--- Begin SOURCE ---

Vancouver-born Shirley Chan  wanted to be a teacher, as her parents were before
        leaving China.   In a roundabout way she did, as chair of the University
        of B.C.'s board of governors. She also did her share of lecturing as
        five-year chief of staff to Vancouver mayor Mike Harcourt -- likely
        benefiting from a favourite recreation of snorkelling with sharks in
        Belize. She'd known lawyer Harcourt from the early 1970s, when she was
        executive director of the Strathcona Property Owners and Tenants'
        Association. That outfit provided a political leg-up to Harcourt and
        fellow future city councillor and NDP MLA Darlene Marzari, and helped
        prevent a proposed freeway infringing on that residential district.

--- End SOURCE ---

EXERCISES>
#1 Reproduce the part of the Shirley Chan profile that opens with the words containing "Vancouver-born Shirley Chan  wanted" and closes with "that residential district.", switching "freeway" to "highway".
#2 Echo back the entries that open with the line containing "Reviewer note. Check that each instance of the patterned" and close with the line containing "[(1431, 303)]".

--- Begin DATA FOR THE TASK ---

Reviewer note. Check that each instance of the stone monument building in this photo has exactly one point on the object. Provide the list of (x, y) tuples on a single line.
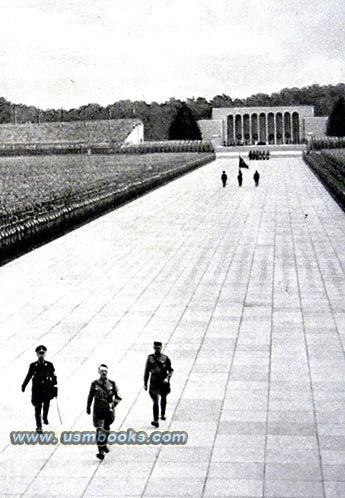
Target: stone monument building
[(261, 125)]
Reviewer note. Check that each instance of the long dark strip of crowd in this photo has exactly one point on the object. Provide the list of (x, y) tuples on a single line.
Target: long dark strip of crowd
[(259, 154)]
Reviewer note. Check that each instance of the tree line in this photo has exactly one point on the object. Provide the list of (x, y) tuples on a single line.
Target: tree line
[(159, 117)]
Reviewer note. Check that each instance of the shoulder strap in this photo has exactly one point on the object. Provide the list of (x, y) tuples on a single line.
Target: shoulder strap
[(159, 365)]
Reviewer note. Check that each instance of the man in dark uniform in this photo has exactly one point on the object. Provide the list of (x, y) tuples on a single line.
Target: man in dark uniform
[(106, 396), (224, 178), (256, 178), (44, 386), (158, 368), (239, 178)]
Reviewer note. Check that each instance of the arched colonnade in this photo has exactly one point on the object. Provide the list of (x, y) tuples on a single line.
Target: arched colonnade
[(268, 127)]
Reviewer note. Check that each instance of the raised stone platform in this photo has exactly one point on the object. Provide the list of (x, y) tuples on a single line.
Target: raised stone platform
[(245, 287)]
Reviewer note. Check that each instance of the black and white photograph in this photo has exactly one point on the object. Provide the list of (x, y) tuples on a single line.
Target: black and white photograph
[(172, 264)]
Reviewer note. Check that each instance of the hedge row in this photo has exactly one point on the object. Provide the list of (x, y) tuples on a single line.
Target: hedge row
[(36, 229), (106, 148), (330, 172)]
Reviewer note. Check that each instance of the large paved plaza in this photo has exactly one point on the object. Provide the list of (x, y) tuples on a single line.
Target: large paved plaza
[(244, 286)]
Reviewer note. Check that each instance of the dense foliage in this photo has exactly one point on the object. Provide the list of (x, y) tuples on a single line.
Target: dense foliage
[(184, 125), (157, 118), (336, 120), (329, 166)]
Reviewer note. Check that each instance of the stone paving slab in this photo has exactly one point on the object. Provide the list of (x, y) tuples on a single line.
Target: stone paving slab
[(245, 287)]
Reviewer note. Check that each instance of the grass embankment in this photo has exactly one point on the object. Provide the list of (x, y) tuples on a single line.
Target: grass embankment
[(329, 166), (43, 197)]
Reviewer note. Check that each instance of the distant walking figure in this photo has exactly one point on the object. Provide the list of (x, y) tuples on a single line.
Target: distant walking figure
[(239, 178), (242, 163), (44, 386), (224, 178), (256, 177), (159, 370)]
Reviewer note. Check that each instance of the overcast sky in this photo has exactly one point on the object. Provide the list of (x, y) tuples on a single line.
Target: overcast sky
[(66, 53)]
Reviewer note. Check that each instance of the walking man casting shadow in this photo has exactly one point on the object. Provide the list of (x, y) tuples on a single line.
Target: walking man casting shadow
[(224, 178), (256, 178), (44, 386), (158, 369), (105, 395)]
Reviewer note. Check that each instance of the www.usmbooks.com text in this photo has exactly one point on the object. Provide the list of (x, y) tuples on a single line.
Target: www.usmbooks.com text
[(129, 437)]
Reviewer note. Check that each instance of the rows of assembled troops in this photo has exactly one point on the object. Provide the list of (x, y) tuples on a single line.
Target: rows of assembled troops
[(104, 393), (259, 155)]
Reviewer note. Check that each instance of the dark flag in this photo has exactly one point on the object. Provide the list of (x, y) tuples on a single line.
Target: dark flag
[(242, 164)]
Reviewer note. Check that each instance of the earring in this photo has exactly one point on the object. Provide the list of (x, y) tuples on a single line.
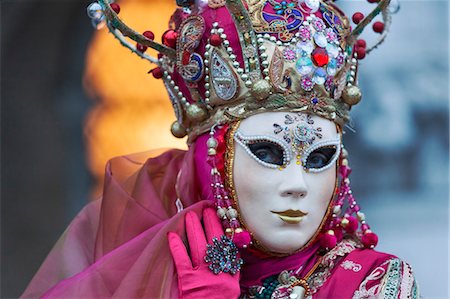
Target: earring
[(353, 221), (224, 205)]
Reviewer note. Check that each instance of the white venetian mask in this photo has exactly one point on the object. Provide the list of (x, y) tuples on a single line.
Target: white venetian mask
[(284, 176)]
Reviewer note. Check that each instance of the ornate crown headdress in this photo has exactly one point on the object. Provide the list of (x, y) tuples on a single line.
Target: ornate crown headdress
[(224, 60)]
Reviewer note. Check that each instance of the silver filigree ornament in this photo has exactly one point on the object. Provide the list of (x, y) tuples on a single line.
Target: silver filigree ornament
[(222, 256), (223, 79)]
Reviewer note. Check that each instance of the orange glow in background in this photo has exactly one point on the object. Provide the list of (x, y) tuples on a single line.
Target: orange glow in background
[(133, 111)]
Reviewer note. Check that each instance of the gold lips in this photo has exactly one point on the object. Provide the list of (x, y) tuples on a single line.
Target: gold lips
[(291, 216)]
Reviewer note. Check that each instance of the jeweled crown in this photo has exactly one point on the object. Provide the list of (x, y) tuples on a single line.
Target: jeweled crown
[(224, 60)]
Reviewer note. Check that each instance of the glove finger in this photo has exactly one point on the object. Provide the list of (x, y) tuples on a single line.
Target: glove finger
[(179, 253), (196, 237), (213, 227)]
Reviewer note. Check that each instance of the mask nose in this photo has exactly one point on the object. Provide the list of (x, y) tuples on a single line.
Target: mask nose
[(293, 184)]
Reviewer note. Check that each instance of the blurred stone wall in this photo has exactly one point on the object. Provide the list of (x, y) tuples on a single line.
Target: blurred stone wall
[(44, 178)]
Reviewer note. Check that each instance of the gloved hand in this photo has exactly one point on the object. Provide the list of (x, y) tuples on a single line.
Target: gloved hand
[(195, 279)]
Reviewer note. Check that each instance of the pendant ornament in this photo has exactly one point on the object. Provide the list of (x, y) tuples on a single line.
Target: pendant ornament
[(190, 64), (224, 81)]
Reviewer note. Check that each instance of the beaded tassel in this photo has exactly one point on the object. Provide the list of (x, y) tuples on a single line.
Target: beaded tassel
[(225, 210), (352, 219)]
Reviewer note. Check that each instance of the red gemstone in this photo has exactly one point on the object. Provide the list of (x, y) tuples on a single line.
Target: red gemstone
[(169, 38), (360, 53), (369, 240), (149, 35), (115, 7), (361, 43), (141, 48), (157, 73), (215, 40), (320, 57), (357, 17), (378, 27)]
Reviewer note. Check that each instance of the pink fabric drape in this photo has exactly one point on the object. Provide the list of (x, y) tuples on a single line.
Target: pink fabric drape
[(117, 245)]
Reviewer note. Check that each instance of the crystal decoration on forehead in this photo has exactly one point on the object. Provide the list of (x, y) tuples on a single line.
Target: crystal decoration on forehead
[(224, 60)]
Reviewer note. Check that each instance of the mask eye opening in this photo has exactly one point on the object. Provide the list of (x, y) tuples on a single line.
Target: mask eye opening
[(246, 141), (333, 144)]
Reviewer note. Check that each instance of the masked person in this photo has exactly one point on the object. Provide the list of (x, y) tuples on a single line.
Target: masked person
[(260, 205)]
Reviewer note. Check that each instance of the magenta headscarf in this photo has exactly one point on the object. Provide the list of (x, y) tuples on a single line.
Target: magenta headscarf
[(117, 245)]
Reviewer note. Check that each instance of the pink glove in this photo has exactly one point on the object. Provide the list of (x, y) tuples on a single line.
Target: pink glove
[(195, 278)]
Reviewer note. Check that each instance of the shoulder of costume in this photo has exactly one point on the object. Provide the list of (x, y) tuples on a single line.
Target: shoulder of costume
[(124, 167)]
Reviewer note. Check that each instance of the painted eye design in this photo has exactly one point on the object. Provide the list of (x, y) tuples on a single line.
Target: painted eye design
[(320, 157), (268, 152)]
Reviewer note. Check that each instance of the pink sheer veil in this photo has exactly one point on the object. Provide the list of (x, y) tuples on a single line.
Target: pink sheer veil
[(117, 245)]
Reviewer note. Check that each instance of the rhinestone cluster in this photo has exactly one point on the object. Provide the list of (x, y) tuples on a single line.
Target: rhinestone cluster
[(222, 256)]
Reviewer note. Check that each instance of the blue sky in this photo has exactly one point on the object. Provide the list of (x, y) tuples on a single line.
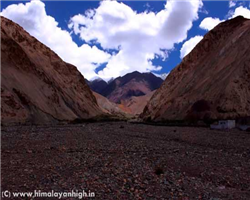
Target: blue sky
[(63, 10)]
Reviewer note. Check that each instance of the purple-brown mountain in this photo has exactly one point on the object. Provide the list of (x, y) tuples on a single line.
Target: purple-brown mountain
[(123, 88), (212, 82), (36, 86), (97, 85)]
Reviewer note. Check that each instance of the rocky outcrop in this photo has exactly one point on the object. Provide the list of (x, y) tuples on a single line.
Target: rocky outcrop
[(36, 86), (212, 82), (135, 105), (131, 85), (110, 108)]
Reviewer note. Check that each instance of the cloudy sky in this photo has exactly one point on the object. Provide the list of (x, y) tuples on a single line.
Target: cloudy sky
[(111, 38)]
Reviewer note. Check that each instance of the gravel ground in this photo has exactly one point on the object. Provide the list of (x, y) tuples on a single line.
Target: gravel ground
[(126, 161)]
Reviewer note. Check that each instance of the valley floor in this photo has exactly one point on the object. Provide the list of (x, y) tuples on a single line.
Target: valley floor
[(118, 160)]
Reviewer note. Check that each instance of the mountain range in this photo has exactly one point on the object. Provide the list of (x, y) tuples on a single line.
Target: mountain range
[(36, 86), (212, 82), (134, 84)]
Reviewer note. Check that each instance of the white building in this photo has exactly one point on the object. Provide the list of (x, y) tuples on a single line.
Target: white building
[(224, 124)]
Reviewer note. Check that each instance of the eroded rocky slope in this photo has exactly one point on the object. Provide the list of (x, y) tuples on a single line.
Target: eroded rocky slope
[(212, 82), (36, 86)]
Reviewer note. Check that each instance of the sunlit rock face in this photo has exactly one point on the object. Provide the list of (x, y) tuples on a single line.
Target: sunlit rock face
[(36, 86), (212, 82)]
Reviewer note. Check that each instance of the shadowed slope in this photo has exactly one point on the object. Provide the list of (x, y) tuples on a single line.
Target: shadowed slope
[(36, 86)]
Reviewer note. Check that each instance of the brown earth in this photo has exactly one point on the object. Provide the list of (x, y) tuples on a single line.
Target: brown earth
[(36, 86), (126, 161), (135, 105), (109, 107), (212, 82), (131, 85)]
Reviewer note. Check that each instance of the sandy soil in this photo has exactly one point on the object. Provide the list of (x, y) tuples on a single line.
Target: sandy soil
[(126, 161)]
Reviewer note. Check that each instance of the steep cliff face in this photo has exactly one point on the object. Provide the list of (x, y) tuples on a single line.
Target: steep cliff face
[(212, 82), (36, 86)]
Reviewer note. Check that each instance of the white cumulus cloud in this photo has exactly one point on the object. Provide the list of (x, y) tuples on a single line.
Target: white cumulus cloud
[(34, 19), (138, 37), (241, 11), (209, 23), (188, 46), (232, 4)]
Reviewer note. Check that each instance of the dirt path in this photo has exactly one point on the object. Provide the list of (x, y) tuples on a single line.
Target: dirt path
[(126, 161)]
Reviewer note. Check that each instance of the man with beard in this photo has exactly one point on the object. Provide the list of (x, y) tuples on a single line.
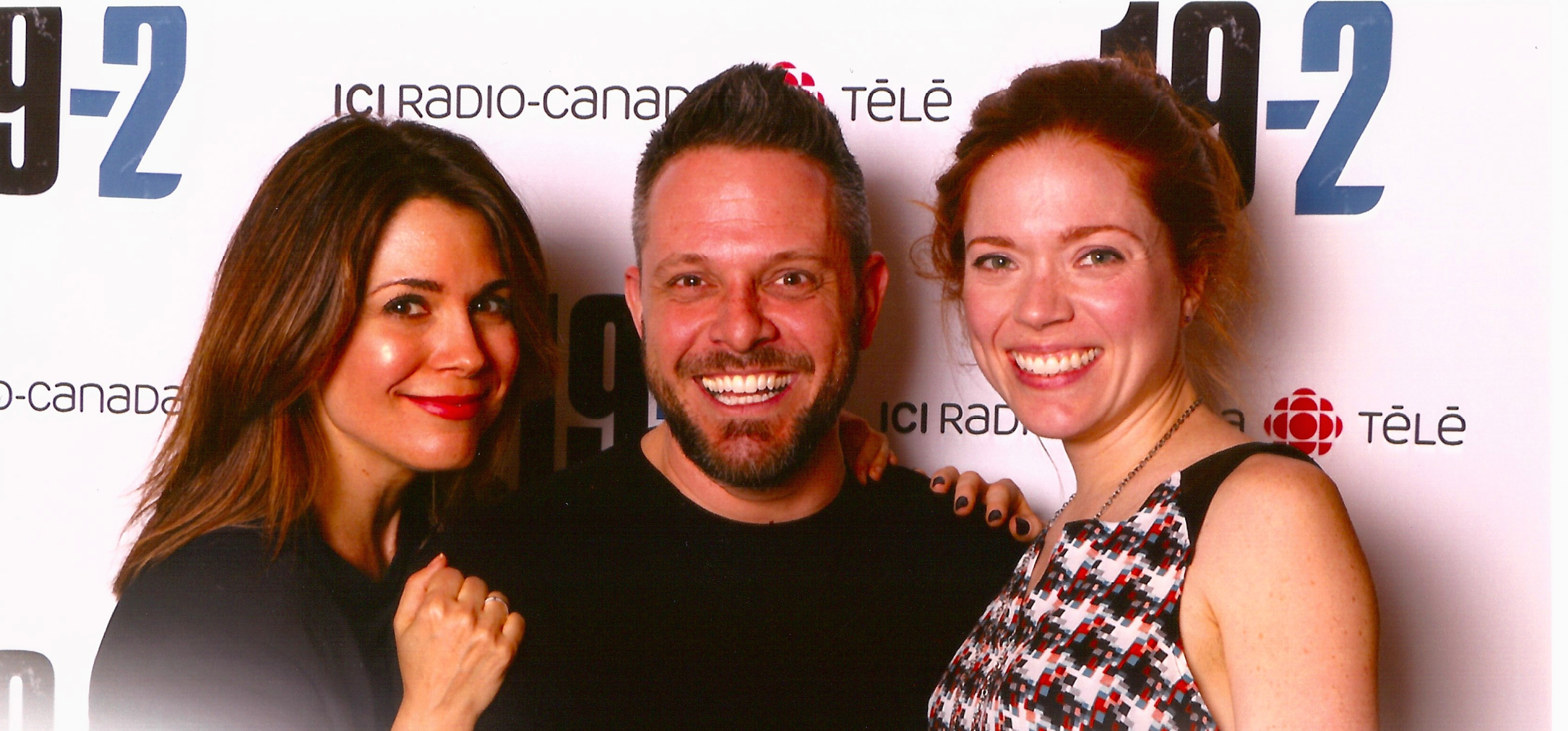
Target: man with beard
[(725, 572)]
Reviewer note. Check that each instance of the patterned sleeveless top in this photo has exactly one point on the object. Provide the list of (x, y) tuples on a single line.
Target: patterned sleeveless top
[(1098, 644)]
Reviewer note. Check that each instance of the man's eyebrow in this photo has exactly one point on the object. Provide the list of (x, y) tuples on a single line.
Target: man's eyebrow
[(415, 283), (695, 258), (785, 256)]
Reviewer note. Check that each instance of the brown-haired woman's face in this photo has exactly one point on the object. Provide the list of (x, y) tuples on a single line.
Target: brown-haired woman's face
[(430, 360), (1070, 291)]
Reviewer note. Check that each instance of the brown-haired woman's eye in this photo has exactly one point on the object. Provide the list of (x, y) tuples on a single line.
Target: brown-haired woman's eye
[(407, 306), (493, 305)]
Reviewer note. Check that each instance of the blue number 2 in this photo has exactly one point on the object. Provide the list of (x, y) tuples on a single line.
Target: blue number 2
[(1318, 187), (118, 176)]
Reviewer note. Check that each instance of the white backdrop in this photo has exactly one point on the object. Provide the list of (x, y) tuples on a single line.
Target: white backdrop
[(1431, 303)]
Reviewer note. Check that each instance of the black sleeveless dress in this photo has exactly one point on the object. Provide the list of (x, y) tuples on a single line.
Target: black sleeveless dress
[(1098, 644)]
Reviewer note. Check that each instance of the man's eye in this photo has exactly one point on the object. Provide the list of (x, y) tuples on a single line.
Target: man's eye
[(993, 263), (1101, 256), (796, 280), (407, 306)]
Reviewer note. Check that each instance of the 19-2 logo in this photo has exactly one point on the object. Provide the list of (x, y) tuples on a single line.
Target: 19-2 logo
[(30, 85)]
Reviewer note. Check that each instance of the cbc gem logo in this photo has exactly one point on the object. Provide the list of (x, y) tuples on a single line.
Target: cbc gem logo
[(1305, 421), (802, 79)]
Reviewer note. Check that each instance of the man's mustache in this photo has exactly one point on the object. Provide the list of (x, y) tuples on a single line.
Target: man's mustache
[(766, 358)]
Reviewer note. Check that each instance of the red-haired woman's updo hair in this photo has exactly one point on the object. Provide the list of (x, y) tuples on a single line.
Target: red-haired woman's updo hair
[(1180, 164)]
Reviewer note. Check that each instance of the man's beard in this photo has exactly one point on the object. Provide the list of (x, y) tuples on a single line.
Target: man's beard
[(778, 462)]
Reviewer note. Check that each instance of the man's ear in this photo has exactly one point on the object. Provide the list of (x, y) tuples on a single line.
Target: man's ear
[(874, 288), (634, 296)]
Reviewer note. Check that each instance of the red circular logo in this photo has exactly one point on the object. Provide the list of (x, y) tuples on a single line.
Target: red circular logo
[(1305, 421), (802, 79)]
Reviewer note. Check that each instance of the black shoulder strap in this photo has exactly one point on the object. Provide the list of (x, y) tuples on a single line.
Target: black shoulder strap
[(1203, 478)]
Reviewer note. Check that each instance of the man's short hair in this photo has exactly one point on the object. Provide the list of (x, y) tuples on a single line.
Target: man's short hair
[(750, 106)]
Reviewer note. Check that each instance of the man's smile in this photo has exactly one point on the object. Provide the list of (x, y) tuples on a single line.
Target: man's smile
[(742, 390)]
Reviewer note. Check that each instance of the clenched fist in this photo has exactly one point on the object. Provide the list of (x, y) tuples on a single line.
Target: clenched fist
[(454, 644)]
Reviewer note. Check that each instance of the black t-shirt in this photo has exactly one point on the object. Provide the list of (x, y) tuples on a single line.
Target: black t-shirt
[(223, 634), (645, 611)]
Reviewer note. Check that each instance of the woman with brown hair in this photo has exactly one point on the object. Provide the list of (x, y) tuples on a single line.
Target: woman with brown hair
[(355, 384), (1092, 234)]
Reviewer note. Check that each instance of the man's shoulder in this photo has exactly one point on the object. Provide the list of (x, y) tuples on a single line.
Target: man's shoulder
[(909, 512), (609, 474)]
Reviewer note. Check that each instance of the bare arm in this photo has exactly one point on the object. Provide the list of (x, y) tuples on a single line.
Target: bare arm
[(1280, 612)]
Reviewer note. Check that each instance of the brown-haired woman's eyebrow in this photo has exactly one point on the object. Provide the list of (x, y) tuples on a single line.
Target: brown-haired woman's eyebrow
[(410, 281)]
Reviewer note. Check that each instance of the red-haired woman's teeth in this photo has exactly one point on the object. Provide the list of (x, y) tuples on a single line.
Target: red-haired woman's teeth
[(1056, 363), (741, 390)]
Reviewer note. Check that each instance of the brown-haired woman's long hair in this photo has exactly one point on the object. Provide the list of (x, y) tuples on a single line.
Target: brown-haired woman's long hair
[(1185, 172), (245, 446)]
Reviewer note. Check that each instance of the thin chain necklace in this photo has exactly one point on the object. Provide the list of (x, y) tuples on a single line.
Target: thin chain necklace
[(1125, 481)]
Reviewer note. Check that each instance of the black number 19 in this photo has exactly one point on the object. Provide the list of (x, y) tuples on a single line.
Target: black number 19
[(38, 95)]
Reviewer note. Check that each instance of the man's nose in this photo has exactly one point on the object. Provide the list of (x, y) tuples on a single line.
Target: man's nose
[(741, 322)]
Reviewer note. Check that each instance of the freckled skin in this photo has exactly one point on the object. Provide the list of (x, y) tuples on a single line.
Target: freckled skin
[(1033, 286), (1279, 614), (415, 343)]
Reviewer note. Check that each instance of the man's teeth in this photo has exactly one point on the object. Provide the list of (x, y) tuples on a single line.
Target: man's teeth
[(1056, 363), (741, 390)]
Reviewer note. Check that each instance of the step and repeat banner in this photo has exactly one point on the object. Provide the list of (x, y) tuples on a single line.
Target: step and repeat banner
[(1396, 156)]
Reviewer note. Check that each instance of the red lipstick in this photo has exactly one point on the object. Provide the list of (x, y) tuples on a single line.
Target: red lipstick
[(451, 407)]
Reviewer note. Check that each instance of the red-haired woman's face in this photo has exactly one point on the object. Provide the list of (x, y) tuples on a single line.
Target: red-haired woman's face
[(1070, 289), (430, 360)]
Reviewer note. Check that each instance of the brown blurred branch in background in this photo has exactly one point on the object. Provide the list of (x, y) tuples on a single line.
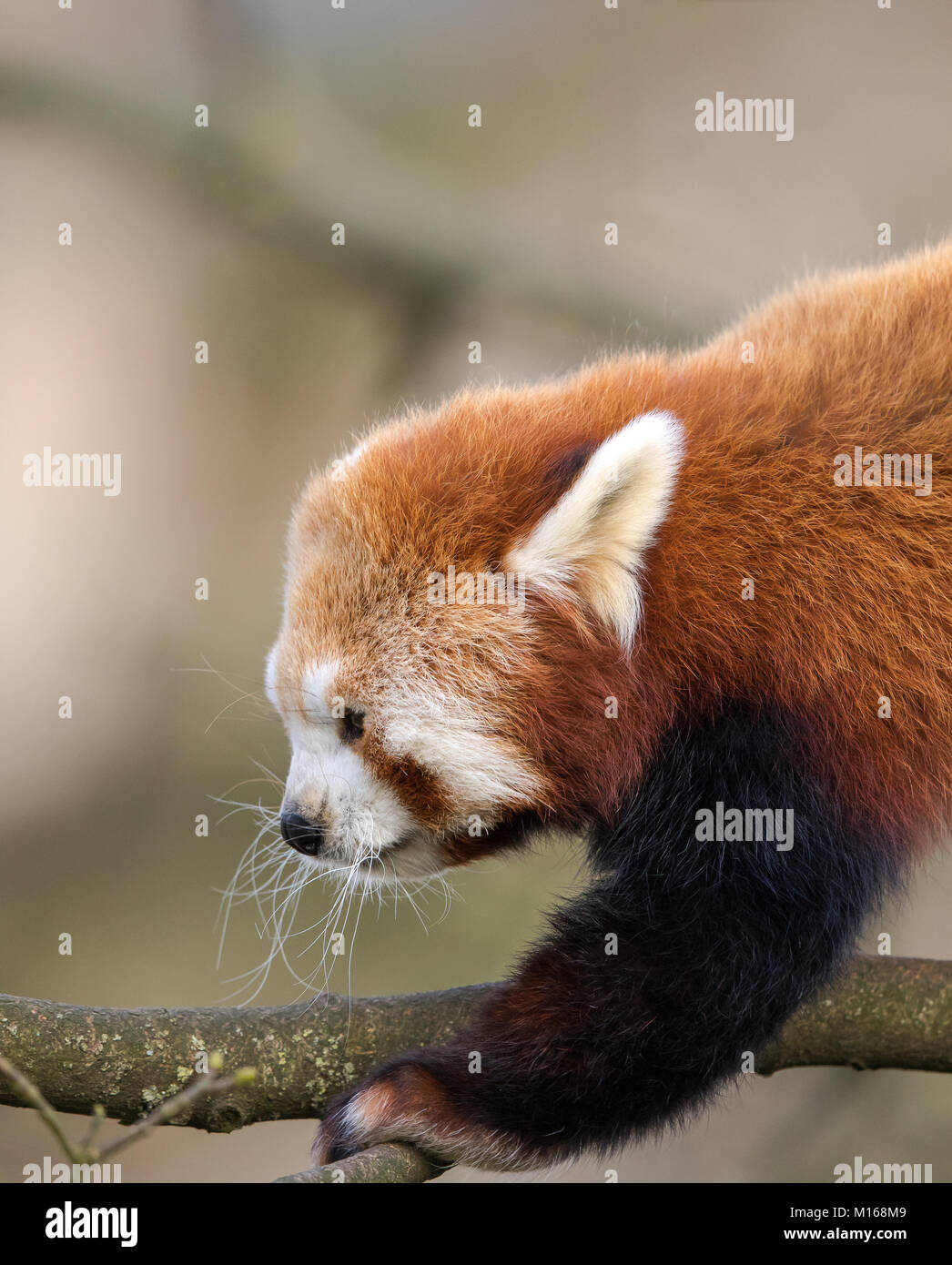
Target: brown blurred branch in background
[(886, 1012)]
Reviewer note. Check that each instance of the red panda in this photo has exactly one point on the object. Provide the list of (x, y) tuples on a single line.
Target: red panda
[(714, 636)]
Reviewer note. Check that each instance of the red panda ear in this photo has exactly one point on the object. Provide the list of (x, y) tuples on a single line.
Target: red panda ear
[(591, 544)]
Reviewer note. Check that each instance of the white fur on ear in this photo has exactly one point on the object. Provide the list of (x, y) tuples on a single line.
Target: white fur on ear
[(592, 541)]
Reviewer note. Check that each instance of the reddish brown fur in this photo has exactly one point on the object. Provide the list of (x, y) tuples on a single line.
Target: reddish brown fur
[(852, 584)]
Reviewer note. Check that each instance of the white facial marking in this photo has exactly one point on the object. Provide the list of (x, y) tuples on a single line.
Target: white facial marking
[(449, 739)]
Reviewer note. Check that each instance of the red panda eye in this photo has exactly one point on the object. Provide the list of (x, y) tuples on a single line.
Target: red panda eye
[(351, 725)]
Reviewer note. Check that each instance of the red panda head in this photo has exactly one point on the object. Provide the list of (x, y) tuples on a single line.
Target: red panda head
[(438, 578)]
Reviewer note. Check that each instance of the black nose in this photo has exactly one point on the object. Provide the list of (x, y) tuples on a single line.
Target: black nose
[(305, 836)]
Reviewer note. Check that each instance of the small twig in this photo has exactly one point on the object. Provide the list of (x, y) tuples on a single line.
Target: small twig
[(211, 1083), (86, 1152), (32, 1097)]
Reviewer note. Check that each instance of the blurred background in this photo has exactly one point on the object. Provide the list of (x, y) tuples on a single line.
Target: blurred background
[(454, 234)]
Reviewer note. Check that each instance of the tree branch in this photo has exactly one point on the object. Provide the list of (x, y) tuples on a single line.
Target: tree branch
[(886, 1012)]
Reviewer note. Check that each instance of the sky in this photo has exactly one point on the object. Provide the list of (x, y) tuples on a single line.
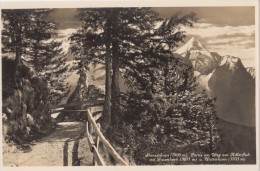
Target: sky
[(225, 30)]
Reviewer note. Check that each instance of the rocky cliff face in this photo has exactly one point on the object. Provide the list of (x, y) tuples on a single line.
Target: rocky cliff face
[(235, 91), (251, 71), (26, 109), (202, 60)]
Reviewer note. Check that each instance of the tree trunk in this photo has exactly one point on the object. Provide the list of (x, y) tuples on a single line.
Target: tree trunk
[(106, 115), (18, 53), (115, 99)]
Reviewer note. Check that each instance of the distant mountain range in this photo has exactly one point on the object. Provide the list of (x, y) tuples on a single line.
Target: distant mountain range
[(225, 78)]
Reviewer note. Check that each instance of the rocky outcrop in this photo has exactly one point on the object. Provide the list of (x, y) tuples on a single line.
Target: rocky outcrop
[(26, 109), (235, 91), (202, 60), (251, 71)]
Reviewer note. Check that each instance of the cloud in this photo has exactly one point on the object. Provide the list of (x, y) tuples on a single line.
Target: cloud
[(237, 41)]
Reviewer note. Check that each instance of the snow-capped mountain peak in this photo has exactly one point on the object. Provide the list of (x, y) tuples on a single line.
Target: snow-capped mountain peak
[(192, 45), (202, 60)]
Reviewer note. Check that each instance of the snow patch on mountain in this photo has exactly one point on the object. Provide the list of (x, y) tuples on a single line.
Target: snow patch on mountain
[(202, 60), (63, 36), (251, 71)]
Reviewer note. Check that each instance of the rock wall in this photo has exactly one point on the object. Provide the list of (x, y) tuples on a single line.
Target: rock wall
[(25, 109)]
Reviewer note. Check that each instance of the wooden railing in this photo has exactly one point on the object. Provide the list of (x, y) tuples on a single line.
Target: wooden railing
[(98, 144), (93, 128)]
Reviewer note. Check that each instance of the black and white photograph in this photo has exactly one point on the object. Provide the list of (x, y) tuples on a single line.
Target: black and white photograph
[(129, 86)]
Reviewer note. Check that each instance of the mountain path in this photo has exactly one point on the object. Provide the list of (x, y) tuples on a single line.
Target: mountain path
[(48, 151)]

--- End DATA FOR THE TASK ---

SOLUTIONS IN ORDER>
#1
Vancouver-born Shirley Chan  wanted to be a teacher, as her parents were before
        leaving China.   In a roundabout way she did, as chair of the University
        of B.C.'s board of governors. She also did her share of lecturing as
        five-year chief of staff to Vancouver mayor Mike Harcourt -- likely
        benefiting from a favourite recreation of snorkelling with sharks in
        Belize. She'd known lawyer Harcourt from the early 1970s, when she was
        executive director of the Strathcona Property Owners and Tenants'
        Association. That outfit provided a political leg-up to Harcourt and
        fellow future city councillor and NDP MLA Darlene Marzari, and helped
        prevent a proposed highway infringing on that residential district.

#2
Reviewer note. Check that each instance of the patterned sleeveless top in this photo has exactly one point on the object. Provide the list of (x, y) tuples on a single line.
Target: patterned sleeveless top
[(1098, 644)]
Reviewer note. Check that each instance of the man's eyebrow in this photo has exactly one point on the object. Provide the list of (x, y) tuples on a single line.
Target: man's eyebrow
[(415, 283), (695, 258), (785, 256)]
Reviewer note. Check that each instance of the brown-haired woman's face in this photo has exactly one point on the object. Provide the list of (x, y) tuples on a single line.
Target: brown-haired woman's face
[(430, 360), (1070, 291)]
Reviewer note. Check that each instance of the brown-haired woman's eye in this photo has exactly one point on the object. Provide the list of (x, y) tuples on a single line.
Target: brown-haired woman's eye
[(407, 306), (493, 305)]
Reviewer note. Check that each instance of the blue number 2 in this photo has exactly one point on the object. Provide the list of (x, y) tuples on a single line.
Target: blue number 2
[(1318, 187), (118, 176)]
Reviewer note. Check that each instance of the white backdrop in this photo has exactly one point on the object. Provide the list of (x, y) tuples on a single line.
Target: white backdrop
[(1431, 303)]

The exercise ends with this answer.